◆ INSTRUCTIONS FOR THE TASK ◆
Print, word for word, only the lines from the one with "Target: unopened bud" down to the last line of the listing below; no pictures.

=== Begin Enclosure ===

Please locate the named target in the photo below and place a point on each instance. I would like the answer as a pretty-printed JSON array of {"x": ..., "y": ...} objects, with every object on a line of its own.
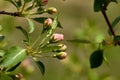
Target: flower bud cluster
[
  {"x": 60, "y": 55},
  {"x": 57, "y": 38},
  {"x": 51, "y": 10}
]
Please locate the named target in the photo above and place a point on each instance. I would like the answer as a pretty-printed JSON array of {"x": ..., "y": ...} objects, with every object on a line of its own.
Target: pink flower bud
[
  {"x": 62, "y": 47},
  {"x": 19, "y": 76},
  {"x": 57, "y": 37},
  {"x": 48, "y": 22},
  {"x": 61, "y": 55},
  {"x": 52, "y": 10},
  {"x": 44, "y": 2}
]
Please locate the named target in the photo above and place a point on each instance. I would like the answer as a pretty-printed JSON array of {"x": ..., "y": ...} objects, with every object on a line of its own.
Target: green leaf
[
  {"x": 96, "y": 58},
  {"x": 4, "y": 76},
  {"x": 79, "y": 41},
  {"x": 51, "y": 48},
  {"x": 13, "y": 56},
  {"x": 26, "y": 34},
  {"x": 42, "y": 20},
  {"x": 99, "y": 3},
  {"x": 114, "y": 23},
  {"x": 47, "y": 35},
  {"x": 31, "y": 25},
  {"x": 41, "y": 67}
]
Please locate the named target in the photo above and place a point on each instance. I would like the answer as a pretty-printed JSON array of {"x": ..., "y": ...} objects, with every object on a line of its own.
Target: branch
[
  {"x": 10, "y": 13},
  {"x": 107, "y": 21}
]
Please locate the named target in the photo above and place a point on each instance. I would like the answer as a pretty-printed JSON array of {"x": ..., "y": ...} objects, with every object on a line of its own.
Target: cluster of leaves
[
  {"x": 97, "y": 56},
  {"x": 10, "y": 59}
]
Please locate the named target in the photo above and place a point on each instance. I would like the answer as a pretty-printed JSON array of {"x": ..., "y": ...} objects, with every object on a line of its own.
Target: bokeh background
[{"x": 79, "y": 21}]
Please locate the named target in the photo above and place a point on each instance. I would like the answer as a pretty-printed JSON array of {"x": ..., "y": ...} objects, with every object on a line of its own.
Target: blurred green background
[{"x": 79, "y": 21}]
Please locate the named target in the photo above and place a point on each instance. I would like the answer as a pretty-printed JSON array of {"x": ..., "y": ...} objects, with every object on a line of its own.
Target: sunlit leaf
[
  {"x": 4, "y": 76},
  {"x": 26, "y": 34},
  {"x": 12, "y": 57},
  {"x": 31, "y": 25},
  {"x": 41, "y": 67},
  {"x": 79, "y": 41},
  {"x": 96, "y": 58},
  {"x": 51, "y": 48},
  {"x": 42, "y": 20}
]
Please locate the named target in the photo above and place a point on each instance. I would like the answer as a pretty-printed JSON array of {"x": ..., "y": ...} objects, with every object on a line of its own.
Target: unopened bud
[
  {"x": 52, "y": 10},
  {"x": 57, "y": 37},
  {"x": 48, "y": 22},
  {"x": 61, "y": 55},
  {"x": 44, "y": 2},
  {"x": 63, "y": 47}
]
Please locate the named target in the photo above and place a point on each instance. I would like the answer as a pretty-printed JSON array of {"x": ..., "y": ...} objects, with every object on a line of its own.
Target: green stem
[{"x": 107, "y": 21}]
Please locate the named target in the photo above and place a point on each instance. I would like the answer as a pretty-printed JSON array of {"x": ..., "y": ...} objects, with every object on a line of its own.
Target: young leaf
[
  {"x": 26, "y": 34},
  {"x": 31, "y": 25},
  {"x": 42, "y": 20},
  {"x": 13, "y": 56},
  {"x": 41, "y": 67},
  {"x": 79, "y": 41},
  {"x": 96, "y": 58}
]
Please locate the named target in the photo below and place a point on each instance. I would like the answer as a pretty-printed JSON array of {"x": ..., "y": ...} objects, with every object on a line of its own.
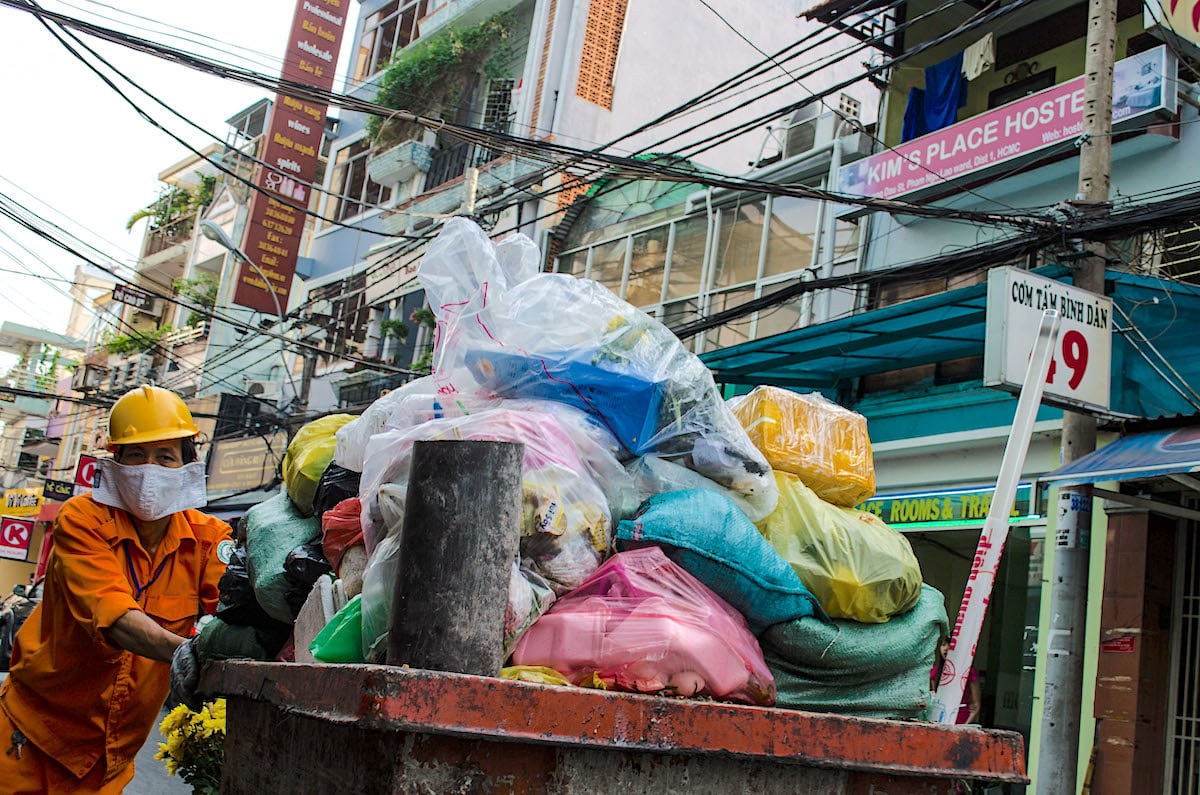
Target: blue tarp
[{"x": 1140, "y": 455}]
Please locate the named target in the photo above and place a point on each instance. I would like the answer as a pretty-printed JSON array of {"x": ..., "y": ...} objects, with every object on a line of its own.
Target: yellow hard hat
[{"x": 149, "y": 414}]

=== End Enclosure ===

◆ TASK RESULT ◆
Target: unopened bud
[
  {"x": 52, "y": 10},
  {"x": 57, "y": 37},
  {"x": 48, "y": 22},
  {"x": 61, "y": 55},
  {"x": 44, "y": 2},
  {"x": 63, "y": 47}
]
Please locate the named target in the photo above and place a point on each instance. I would like the answer as a pretty-printed JSON array of {"x": ..., "y": ...} objects, with every object on a line of its own.
Target: green stem
[{"x": 107, "y": 21}]
Please locate the named target in the photo above and place a point on each instance. I would like the answer as a pretty-printed JSON array of {"x": ..., "y": ...} objects, with every object on a line of its own.
Target: young leaf
[
  {"x": 26, "y": 34},
  {"x": 31, "y": 25},
  {"x": 42, "y": 20},
  {"x": 13, "y": 56},
  {"x": 41, "y": 67},
  {"x": 79, "y": 41},
  {"x": 96, "y": 58}
]
Please locate the named target in the photo below and place a point on each instance. I would like the answer as a pretty-printed JSON array of {"x": ..., "y": ...} objects, with every object on a line of its own.
Target: blue tarp
[{"x": 1140, "y": 455}]
Please locate the named target in the photo above and place a point on each instance. I would like the answer as a pretty-printed JSON array of {"x": ..., "y": ...} objects, with every object on a line of its own.
Target: yellow hard hat
[{"x": 149, "y": 414}]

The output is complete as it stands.